-- Opening Marker --

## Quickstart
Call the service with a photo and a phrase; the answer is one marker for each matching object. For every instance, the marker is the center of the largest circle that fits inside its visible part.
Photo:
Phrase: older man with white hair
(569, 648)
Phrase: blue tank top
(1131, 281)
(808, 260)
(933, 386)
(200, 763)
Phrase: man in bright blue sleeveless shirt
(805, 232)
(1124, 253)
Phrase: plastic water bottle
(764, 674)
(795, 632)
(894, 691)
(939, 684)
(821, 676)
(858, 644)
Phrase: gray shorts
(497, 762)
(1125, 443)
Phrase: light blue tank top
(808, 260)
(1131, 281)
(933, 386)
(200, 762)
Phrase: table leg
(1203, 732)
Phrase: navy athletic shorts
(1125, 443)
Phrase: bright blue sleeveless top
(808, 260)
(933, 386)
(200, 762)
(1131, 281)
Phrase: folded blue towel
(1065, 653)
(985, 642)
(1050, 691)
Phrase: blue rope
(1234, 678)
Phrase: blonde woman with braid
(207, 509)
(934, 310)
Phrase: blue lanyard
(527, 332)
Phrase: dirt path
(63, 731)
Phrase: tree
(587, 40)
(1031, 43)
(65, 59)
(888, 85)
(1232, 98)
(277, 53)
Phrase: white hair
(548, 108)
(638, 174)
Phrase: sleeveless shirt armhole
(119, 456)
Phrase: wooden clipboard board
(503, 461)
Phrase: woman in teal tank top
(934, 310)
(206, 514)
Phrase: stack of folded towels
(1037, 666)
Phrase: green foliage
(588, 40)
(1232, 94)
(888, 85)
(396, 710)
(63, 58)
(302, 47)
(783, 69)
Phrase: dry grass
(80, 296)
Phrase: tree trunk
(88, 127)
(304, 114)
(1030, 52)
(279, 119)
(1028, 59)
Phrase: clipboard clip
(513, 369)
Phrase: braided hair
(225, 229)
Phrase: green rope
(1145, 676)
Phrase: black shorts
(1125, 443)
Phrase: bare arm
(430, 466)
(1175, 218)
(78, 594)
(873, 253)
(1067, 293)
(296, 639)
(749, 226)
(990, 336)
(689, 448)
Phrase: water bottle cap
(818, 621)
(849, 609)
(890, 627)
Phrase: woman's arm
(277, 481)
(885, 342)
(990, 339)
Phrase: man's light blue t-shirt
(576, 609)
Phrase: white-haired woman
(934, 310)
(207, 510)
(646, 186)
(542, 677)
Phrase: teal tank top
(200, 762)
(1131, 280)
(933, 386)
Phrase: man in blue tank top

-- Closing Marker --

Each entry should be written out again exactly, with no word left out.

• TASK SOLUTION:
## Quickstart
Call the service with a photo and a phrase; the answer is one marker for each matching object. For every instance, the marker is the center of the largest circle that fits inside its visible part.
Photo:
Phrase: older man with white hair
(569, 648)
Phrase: blue tank top
(1131, 281)
(808, 260)
(933, 386)
(200, 763)
Phrase: man in bright blue sleeveless shirt
(805, 232)
(1124, 253)
Phrase: plastic water bottle
(764, 674)
(795, 632)
(894, 691)
(939, 684)
(821, 676)
(858, 644)
Phrase: gray shorts
(497, 762)
(1125, 443)
Phrase: light blue tank top
(808, 260)
(1131, 281)
(933, 386)
(200, 762)
Phrase: table leg
(1203, 732)
Phrase: navy athletic shorts
(1125, 443)
Phrase: bright blue sleeveless top
(808, 260)
(933, 386)
(200, 762)
(1131, 281)
Phrase: folded blue towel
(1065, 653)
(985, 642)
(1050, 691)
Phrase: blue rope
(1234, 678)
Phrase: blonde woman with braid
(207, 509)
(934, 310)
Phrase: blue lanyard
(527, 332)
Phrase: dirt path
(63, 731)
Phrase: tree
(587, 40)
(1031, 43)
(65, 59)
(888, 85)
(1232, 98)
(277, 53)
Phrase: white hair
(548, 108)
(638, 174)
Phrase: sleeveless shirt armhole
(119, 456)
Phrase: wooden clipboard board
(503, 461)
Phrase: woman in teal tank top
(934, 310)
(206, 514)
Phrase: stack of folded towels
(1037, 666)
Phrase: green foliage
(588, 40)
(1232, 94)
(888, 85)
(396, 710)
(63, 58)
(302, 47)
(783, 69)
Phrase: dry grass
(80, 296)
Phrase: tree trunk
(88, 127)
(304, 114)
(1030, 52)
(279, 119)
(1028, 59)
Phrase: clipboard clip
(513, 369)
Phrase: braided hair
(225, 229)
Phrase: green rope
(1145, 676)
Phrase: black shorts
(1125, 443)
Phrase: bare arm
(430, 466)
(1175, 218)
(78, 594)
(873, 253)
(1067, 293)
(296, 639)
(749, 226)
(990, 336)
(689, 448)
Phrase: water bottle cap
(818, 621)
(849, 609)
(890, 627)
Phrase: woman's arm
(277, 481)
(885, 342)
(990, 339)
Phrase: man's light blue t-shirt
(576, 609)
Phrase: white-haired woman
(934, 310)
(207, 510)
(646, 186)
(542, 677)
Phrase: teal tank top
(200, 762)
(1131, 280)
(933, 386)
Phrase: man in blue tank top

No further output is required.